▶ PROBLEM TO SOLVE:
Pull out each line in the records below that contains the word "parsley", and copy those lines unchanged.

▶ RECORDS SUPPLIED:
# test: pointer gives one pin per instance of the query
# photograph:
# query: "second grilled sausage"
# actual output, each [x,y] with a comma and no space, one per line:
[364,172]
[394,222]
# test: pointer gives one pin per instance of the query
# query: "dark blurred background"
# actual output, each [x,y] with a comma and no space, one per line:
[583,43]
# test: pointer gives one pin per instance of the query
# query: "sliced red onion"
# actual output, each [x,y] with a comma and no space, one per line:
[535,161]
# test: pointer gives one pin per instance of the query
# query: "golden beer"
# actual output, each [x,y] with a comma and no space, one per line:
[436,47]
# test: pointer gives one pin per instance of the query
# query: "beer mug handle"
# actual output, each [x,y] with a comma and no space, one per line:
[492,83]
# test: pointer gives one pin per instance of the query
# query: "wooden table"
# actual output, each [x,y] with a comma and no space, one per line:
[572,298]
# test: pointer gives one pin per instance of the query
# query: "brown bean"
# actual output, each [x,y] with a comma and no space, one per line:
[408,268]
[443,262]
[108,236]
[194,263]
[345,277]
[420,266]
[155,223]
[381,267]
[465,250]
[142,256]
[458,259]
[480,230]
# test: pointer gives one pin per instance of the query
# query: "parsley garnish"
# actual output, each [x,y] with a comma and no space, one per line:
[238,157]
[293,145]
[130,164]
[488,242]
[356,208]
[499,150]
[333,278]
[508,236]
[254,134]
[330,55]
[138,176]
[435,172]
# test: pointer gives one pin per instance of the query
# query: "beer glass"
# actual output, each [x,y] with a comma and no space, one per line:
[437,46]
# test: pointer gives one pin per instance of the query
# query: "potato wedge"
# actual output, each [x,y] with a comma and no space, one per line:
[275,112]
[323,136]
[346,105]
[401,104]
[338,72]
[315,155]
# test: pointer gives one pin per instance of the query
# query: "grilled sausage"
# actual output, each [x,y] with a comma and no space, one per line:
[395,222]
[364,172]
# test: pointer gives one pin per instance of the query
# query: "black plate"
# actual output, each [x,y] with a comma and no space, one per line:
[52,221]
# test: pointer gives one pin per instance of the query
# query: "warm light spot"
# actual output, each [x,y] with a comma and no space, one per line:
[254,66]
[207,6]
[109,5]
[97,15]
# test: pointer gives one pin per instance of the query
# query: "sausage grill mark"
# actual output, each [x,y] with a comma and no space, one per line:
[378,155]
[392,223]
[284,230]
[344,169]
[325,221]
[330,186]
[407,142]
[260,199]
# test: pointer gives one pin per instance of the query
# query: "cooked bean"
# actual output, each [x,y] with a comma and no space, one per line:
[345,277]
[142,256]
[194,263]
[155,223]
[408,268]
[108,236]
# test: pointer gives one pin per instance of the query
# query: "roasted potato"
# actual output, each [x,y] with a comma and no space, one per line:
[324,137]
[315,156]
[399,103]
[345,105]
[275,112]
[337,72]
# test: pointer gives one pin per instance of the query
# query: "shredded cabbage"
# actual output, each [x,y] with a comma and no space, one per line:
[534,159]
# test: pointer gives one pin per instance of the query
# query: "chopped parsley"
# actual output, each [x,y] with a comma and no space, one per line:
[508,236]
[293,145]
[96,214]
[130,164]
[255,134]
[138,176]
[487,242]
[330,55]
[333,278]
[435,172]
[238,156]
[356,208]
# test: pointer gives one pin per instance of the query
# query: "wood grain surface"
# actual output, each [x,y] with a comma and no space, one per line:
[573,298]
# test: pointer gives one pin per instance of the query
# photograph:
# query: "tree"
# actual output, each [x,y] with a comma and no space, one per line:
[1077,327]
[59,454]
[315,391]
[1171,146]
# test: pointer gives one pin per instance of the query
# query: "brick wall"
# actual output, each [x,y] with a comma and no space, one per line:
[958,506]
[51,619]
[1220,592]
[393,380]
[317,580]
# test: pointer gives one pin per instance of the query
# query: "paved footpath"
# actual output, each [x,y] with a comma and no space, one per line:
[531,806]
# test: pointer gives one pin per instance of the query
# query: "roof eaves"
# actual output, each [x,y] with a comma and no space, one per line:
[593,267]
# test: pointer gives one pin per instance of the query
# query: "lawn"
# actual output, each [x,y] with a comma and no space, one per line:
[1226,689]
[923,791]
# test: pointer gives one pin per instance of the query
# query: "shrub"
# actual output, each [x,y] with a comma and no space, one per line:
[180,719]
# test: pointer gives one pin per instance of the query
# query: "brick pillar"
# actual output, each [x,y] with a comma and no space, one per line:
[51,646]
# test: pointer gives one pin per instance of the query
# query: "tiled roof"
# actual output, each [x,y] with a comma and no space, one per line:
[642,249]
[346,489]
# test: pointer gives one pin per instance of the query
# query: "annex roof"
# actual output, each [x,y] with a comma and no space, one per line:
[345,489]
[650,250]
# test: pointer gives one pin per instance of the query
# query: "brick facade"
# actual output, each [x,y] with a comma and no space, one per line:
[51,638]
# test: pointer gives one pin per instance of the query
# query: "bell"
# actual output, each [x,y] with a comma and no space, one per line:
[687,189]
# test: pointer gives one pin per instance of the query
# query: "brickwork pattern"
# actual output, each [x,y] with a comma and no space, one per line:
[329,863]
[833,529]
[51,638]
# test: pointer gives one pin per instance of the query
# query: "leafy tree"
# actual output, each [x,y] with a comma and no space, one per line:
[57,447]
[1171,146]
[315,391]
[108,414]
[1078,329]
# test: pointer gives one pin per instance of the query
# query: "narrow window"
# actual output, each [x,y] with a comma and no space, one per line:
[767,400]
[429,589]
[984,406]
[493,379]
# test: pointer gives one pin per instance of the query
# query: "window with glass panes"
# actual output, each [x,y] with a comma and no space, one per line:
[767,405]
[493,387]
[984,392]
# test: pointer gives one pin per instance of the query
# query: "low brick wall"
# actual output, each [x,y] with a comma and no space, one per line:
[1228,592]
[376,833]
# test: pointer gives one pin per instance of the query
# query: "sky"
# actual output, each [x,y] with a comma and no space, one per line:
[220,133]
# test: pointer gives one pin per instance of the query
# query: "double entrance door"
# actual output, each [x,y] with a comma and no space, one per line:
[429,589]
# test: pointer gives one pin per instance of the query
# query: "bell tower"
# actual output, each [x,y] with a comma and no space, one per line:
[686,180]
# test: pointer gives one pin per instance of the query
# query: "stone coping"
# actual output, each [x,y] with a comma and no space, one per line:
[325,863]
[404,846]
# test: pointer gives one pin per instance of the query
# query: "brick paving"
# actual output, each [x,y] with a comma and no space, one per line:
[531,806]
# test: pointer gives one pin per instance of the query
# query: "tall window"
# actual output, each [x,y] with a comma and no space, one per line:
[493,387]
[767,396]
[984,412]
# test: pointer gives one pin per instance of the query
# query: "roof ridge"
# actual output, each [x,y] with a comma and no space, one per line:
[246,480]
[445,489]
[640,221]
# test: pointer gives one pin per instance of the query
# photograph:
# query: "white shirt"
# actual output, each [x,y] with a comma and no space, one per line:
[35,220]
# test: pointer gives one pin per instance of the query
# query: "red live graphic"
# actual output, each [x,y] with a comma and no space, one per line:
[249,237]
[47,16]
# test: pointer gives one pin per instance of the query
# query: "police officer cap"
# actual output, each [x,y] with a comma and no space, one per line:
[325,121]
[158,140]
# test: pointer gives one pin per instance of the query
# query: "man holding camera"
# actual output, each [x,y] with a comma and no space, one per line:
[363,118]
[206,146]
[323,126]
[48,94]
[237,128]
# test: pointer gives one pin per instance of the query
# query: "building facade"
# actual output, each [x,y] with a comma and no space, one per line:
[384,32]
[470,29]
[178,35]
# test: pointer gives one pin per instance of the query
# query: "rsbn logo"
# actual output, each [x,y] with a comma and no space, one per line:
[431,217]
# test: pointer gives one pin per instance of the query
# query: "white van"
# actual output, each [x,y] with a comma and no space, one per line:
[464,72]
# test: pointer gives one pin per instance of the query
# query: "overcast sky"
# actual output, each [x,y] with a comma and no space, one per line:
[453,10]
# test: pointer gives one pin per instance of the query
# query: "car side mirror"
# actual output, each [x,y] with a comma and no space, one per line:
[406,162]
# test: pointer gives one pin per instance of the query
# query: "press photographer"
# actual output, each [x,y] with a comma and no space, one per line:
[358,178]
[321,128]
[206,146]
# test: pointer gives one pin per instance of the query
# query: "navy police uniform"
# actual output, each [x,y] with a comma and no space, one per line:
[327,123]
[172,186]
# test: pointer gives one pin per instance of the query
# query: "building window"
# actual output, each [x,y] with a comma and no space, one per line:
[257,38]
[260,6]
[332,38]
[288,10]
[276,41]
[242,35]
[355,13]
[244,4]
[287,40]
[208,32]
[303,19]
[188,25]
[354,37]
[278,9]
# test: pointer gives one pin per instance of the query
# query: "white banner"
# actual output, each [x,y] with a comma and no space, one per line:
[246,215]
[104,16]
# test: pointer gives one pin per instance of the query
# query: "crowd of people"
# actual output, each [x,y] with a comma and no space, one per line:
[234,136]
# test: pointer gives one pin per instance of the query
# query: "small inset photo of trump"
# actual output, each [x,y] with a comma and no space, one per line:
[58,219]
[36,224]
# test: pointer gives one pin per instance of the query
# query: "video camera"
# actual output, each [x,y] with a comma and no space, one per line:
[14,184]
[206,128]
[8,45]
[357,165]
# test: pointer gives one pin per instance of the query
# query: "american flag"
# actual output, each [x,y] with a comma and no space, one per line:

▶ FULL OUTPUT:
# query: "parsley garnish"
# query: "chopped parsley"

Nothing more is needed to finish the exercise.